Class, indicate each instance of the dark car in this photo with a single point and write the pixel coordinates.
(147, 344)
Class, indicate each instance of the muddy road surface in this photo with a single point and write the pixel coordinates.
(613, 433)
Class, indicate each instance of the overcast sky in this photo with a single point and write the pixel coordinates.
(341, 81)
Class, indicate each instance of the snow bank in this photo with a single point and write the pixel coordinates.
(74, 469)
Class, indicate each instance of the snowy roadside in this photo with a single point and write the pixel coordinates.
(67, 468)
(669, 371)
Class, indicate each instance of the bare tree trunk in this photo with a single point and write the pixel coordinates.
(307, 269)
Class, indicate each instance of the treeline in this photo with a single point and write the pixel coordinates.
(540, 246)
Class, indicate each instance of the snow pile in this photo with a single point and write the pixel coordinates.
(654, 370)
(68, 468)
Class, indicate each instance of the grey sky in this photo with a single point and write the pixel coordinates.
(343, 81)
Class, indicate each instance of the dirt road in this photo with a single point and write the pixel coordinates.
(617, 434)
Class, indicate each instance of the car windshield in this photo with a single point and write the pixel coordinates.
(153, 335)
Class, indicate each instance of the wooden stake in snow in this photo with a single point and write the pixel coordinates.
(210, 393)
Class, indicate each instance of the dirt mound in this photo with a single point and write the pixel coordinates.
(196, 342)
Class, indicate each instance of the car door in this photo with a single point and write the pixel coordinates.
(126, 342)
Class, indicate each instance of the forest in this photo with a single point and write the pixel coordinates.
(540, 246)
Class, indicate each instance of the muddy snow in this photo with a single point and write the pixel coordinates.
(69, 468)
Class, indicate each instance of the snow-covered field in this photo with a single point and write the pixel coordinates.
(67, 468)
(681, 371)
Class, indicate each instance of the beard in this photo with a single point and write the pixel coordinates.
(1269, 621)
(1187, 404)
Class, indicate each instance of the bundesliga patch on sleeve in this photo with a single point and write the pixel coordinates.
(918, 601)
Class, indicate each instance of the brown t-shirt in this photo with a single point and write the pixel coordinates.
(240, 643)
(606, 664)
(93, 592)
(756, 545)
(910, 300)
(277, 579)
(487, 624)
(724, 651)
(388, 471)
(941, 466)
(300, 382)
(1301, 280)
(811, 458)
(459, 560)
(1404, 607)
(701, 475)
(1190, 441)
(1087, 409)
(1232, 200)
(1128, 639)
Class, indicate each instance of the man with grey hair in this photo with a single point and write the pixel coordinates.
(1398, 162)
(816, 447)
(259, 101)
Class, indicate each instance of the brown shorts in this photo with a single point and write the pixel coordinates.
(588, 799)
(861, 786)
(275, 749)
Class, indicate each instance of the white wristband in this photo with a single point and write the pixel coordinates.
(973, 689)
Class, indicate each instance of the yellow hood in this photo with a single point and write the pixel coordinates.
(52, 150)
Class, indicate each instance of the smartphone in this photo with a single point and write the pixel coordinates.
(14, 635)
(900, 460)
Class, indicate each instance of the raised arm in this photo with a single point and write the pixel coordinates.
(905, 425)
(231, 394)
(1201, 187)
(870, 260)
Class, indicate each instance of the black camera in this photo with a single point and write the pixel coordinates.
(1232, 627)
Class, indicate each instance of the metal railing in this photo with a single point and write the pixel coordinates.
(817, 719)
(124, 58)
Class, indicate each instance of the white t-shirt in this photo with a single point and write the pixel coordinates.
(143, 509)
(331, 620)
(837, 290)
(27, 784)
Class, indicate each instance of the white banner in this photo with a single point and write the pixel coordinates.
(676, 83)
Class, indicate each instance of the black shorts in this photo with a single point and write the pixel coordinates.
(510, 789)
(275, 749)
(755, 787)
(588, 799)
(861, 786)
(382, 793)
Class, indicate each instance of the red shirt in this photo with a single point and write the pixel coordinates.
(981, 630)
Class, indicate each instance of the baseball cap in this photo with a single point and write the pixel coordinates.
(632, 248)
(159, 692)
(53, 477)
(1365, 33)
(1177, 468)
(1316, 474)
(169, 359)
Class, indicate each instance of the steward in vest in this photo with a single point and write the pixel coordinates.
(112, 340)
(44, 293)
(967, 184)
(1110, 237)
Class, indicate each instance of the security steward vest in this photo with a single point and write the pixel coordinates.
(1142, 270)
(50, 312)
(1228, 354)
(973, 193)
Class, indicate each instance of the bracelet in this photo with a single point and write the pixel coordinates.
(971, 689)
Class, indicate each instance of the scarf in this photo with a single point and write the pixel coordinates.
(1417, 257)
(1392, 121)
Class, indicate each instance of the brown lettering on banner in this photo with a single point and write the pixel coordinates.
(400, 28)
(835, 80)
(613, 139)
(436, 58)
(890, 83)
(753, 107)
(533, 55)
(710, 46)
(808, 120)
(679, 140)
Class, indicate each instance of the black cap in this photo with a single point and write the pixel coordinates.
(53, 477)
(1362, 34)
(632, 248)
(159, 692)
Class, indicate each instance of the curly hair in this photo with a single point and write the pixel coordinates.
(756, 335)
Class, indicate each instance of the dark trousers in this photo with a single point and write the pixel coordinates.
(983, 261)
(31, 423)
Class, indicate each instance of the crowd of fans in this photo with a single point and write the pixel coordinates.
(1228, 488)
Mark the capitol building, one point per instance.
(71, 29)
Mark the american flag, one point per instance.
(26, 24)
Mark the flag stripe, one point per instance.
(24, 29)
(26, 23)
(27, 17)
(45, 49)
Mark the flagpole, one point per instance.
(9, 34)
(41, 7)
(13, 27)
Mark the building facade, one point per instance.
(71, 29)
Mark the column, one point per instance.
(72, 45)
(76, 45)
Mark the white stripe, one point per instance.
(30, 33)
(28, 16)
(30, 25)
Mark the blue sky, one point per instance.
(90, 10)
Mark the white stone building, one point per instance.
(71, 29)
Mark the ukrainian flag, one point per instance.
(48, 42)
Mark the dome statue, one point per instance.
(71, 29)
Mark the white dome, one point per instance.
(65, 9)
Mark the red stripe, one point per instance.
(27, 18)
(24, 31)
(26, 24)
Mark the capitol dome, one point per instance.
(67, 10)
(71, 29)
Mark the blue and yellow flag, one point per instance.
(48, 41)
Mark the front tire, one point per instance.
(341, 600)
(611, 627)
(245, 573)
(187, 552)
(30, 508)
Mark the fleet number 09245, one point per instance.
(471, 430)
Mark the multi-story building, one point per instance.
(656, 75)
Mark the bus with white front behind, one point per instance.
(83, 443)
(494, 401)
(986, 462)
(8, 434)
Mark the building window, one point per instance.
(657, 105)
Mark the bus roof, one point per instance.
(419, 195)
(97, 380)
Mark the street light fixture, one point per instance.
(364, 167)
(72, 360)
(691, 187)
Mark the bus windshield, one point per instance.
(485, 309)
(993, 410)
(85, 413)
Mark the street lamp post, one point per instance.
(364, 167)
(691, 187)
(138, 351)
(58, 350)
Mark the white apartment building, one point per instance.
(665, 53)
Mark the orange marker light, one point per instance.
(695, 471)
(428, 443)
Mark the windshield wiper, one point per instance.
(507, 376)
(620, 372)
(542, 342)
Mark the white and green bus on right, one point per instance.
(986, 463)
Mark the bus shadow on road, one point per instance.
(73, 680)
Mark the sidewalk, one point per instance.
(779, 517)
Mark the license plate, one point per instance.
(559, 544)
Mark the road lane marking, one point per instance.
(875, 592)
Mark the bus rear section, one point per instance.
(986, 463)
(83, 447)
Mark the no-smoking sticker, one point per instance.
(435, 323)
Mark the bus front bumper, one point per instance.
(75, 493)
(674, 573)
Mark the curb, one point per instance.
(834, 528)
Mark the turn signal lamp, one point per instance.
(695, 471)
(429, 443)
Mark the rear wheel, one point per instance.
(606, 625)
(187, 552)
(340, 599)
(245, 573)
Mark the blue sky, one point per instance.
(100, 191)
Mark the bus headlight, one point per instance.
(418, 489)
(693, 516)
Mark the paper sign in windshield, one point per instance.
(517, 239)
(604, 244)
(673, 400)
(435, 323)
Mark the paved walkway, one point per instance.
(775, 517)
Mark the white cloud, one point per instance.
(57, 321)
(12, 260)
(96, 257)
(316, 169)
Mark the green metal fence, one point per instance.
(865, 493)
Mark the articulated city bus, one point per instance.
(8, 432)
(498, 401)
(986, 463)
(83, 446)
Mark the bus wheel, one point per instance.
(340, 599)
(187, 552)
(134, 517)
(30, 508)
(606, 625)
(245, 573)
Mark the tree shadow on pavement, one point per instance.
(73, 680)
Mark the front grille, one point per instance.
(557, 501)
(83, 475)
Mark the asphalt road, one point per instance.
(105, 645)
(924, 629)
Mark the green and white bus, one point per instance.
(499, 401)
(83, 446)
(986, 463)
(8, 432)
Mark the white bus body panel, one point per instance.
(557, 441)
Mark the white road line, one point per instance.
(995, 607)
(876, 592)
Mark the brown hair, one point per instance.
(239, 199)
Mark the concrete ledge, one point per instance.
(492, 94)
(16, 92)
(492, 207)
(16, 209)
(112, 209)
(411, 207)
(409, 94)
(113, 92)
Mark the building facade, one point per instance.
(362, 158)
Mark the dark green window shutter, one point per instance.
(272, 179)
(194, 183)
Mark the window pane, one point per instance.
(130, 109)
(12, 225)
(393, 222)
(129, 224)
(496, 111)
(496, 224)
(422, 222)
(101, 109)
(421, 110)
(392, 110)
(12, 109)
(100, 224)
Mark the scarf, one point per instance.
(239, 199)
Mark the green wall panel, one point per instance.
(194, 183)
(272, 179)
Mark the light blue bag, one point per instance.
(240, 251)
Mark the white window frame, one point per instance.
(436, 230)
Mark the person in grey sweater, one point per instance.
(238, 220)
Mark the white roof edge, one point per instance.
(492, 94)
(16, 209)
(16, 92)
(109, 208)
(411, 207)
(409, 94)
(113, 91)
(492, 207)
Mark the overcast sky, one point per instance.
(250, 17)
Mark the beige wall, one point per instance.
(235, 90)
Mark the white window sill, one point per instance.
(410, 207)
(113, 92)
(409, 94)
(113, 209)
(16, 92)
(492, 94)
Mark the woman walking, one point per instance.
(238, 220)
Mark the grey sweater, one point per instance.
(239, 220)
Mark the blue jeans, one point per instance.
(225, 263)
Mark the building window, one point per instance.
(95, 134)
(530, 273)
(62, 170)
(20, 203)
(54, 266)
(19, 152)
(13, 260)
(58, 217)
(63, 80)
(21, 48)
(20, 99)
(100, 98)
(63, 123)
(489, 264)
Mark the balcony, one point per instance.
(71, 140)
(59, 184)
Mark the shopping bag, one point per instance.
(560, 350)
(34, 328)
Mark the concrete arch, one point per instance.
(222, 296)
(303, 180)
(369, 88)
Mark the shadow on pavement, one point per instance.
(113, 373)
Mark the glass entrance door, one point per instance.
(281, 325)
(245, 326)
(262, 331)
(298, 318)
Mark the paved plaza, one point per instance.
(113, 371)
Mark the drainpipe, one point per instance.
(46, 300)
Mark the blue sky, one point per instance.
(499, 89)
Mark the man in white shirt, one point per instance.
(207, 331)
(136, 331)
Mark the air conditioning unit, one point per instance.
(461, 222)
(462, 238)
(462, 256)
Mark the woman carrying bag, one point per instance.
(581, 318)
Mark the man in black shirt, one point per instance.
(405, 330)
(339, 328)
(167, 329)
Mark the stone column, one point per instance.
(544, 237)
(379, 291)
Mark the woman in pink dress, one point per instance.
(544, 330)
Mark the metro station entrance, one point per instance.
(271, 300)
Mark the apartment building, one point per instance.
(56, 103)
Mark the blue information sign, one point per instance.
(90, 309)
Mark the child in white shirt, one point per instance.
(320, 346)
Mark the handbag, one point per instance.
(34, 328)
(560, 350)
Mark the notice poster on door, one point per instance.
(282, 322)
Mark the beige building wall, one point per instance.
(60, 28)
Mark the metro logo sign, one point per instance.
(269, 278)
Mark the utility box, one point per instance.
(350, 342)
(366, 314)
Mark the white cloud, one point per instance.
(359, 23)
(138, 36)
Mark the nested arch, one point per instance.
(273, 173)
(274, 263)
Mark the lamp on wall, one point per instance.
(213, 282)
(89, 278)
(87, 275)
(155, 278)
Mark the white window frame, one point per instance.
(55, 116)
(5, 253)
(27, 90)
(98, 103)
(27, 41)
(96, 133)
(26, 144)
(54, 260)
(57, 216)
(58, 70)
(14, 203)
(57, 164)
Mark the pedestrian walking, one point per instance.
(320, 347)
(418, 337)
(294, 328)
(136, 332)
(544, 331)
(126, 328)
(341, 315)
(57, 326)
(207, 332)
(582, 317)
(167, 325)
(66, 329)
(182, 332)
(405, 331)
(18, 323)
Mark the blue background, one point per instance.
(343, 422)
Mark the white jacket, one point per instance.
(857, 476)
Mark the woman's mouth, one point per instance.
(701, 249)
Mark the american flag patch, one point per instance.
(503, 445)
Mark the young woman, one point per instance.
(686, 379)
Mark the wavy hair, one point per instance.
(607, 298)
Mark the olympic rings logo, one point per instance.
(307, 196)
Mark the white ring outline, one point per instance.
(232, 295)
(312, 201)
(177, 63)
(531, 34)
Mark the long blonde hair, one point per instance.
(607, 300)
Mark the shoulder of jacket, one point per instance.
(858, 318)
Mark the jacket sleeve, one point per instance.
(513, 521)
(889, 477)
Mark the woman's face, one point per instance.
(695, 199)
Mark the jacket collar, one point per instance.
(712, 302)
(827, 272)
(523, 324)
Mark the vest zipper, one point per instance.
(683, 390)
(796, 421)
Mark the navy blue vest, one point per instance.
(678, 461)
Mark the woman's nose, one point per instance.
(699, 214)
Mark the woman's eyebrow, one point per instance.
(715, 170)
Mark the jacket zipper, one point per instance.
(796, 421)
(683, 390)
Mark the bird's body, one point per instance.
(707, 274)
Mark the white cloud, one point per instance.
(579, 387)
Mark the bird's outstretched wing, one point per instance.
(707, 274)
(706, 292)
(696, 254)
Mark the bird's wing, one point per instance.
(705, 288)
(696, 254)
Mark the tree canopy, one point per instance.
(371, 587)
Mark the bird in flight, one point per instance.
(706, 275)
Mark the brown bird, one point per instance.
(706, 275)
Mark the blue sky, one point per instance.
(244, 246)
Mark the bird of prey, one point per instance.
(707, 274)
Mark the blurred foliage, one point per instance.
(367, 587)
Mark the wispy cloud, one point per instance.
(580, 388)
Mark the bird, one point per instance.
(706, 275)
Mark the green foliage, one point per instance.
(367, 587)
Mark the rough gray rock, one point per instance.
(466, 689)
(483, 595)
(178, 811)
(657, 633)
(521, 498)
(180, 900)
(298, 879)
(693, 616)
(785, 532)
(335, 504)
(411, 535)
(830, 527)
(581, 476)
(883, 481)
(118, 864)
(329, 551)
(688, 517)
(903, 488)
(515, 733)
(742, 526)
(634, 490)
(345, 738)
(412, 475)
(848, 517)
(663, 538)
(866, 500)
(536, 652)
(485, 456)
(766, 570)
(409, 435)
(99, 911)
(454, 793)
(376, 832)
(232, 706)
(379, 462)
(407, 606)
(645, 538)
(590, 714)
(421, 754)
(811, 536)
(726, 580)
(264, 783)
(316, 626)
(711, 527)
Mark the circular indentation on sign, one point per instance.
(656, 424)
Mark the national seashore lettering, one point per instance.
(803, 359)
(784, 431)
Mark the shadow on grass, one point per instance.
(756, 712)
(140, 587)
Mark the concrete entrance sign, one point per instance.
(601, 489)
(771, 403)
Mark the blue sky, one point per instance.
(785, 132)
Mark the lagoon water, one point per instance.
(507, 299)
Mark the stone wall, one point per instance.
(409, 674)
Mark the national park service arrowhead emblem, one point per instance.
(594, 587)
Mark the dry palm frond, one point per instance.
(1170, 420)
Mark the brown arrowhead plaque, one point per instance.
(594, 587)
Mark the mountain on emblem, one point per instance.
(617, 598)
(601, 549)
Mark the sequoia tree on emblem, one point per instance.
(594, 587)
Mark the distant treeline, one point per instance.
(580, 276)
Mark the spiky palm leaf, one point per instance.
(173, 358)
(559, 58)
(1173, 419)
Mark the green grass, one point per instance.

---------------

__AIM OF THE EXERCISE__. Each line from the one with "Mark the lagoon" through the last line of the records must be written out word for word. Include nothing else.

__OUTPUT BELOW__.
Mark the lagoon water, one point per instance.
(507, 299)
Mark the stone wall, one point per instance.
(409, 674)
Mark the national park service arrowhead emblem, one point per instance.
(594, 587)
Mark the dry palm frond, one point per instance.
(1170, 420)
Mark the brown arrowhead plaque, one point per instance.
(594, 587)
Mark the mountain on emblem, one point per instance.
(617, 598)
(601, 549)
Mark the sequoia tree on emblem, one point per instance.
(594, 587)
Mark the distant treeline, one point per instance.
(580, 276)
Mark the spiky palm leaf, one point per instance.
(173, 358)
(559, 58)
(1173, 419)
Mark the green grass, one point per instance.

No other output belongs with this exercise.